- [TRABAJO POR HACER]:
Por favor, presenta como tabla Markdown las líneas desde la que contiene "Use whatever prompts" hasta la que contiene "positive clicks: (313, 247) (330, 165)", ambas incluidas, sin las líneas en blanco. Usa las columnas Fila, con el número de cada una, y Contenido, con la línea.

- [DATOS PROPORCIONADOS]:

════

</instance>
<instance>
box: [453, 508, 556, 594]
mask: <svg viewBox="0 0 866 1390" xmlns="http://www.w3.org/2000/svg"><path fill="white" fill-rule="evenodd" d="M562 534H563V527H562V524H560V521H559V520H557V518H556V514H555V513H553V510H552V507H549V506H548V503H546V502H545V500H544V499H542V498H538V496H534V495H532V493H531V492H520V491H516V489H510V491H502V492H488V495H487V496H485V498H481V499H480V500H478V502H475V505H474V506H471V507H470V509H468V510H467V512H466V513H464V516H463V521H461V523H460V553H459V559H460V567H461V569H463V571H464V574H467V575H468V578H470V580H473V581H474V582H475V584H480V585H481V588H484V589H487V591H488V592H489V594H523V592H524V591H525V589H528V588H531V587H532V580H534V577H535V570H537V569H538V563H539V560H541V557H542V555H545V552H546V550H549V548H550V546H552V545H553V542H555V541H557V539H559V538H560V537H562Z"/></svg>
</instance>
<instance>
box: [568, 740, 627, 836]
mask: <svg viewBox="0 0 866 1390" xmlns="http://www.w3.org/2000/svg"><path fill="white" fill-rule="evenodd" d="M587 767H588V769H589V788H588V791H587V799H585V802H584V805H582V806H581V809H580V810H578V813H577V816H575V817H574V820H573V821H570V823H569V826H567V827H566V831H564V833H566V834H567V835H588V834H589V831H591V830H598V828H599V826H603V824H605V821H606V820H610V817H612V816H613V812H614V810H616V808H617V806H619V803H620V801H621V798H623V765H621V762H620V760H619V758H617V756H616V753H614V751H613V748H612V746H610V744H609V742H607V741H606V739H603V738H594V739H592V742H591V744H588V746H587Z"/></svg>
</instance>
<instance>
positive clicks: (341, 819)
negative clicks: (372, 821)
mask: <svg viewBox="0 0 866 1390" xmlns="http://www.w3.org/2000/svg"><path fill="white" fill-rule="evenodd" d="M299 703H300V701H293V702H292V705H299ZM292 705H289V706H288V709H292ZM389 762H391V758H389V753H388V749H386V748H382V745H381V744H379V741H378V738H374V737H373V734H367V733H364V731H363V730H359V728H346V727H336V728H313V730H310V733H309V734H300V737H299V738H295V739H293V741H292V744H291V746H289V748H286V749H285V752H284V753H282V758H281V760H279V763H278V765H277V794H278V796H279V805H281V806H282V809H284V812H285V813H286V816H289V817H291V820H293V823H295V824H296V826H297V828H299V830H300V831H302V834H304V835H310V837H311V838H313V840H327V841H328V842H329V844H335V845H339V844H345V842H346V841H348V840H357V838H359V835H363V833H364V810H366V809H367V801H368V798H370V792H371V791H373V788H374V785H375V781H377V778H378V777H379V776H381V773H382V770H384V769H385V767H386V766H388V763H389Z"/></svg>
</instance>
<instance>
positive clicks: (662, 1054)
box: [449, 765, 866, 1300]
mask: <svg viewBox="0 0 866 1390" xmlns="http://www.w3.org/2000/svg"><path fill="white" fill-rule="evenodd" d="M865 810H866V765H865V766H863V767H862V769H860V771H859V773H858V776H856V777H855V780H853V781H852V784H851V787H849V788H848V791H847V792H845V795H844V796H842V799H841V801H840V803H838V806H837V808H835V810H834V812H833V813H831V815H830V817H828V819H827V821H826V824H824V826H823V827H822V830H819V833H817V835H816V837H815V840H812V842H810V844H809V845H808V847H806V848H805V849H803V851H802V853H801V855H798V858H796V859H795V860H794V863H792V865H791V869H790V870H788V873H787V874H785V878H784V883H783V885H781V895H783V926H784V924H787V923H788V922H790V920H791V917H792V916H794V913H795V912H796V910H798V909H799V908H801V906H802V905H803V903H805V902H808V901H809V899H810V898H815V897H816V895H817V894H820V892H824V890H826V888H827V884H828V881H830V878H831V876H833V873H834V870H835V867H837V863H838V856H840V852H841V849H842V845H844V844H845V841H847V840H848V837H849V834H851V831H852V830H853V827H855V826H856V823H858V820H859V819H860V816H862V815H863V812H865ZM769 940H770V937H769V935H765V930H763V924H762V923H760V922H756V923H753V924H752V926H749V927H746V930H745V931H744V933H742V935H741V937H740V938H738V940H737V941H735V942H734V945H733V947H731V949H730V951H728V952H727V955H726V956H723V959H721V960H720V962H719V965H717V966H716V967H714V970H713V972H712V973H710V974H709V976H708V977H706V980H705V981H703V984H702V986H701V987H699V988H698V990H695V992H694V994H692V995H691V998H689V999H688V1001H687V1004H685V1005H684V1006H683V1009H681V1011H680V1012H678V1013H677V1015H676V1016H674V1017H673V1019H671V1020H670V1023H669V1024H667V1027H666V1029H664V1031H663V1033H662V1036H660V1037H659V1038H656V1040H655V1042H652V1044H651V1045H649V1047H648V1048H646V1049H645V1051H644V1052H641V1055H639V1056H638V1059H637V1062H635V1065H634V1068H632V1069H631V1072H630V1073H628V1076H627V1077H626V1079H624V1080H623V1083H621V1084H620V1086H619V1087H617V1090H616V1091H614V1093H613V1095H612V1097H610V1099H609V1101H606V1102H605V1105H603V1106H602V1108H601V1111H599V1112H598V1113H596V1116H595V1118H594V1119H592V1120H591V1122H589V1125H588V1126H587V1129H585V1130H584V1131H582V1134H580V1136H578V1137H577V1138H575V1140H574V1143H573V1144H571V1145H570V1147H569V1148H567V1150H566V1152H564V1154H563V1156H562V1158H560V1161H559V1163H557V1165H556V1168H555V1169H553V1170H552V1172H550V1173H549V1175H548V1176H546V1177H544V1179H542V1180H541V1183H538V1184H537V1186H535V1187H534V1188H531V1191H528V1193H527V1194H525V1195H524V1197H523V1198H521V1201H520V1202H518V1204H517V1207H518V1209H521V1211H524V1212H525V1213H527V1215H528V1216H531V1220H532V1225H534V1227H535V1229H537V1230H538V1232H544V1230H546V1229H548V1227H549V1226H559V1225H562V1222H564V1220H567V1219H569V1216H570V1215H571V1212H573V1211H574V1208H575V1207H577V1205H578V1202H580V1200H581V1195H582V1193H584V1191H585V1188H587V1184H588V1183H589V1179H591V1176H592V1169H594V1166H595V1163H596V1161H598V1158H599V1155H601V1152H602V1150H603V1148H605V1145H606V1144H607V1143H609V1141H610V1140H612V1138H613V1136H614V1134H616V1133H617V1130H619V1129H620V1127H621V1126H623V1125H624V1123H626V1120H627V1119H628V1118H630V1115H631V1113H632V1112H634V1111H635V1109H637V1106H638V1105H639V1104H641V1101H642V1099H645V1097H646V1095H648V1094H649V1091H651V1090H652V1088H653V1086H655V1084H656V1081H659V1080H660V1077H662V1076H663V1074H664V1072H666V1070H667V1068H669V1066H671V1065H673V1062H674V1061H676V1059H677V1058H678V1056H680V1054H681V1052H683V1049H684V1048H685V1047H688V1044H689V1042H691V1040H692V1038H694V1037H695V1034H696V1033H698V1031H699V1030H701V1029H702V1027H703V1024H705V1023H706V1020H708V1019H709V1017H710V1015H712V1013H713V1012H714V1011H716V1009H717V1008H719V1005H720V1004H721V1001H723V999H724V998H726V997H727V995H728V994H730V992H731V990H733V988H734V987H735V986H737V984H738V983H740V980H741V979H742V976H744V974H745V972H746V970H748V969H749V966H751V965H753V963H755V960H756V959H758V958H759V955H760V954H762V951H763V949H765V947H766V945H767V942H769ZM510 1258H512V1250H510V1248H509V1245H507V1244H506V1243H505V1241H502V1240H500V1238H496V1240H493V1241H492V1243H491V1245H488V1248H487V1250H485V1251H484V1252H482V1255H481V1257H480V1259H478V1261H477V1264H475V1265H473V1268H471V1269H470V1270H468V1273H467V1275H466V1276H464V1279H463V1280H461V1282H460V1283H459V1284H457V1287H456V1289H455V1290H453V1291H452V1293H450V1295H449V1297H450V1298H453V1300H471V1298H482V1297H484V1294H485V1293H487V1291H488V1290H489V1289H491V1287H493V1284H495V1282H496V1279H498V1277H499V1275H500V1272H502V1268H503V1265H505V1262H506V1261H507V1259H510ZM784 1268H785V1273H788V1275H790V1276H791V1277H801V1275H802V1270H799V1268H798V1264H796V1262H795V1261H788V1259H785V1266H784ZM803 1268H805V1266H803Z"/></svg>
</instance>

════

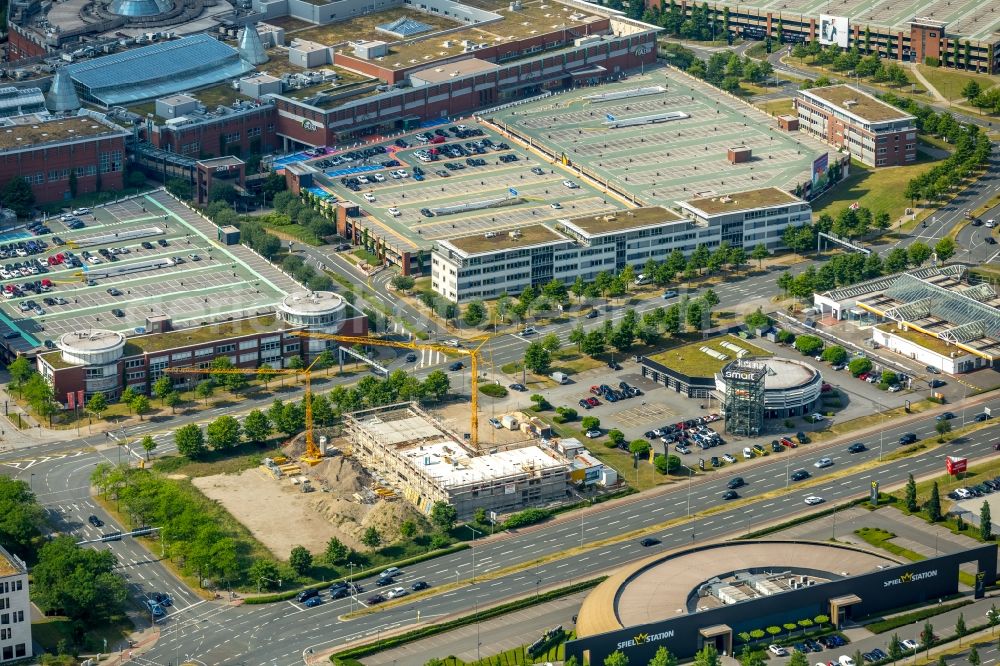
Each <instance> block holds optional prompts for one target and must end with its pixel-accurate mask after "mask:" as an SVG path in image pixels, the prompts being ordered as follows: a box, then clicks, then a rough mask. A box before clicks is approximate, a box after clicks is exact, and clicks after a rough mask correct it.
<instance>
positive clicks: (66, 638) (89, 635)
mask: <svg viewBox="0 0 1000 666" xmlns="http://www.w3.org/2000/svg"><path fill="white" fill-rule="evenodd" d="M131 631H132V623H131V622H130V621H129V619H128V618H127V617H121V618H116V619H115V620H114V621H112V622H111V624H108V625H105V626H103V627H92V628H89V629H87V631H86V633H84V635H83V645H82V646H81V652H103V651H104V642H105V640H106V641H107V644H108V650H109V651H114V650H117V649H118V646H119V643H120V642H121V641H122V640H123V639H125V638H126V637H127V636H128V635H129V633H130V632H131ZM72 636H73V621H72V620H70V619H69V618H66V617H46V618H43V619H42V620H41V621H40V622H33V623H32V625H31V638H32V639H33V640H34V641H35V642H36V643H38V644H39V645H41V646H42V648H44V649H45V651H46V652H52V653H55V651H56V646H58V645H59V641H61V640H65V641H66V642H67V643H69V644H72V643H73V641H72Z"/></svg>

════

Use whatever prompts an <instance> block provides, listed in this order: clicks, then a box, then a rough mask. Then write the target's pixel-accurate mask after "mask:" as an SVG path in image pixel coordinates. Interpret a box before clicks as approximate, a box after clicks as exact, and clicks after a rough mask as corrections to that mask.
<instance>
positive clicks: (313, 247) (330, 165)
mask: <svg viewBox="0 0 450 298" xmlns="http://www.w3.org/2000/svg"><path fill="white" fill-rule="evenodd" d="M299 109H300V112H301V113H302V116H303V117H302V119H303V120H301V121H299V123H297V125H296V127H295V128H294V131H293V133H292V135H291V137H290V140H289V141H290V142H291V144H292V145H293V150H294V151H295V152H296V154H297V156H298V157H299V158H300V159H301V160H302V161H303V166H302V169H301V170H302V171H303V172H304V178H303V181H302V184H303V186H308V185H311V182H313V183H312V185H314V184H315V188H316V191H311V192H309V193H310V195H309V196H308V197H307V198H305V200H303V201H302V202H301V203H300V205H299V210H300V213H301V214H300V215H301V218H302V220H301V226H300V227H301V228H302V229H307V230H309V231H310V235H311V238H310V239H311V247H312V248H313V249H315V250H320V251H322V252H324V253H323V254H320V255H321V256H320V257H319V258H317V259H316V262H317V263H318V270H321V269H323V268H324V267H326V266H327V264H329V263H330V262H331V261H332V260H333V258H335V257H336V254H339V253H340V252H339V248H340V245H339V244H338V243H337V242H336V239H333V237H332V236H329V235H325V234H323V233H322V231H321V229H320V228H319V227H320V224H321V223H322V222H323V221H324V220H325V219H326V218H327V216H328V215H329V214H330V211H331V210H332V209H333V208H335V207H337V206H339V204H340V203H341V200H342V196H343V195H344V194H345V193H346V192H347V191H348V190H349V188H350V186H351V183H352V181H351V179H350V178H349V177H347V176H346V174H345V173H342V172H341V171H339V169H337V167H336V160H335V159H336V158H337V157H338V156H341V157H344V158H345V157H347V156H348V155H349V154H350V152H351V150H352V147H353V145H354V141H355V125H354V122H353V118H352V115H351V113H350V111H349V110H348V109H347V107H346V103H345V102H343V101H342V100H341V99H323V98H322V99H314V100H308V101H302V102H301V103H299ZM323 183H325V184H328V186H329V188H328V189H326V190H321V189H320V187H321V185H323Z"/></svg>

════

- [ÁREA DE RESPUESTA]:
| Fila | Contenido |
|---|---|
| 1 | Use whatever prompts an <instance> block provides, listed in this order: clicks, then a box, then a rough mask. Then write the target's pixel-accurate mask after "mask:" as an SVG path in image pixel coordinates. Interpret a box before clicks as approximate, a box after clicks as exact, and clicks after a rough mask as corrections to that mask. |
| 2 | <instance> |
| 3 | positive clicks: (313, 247) (330, 165) |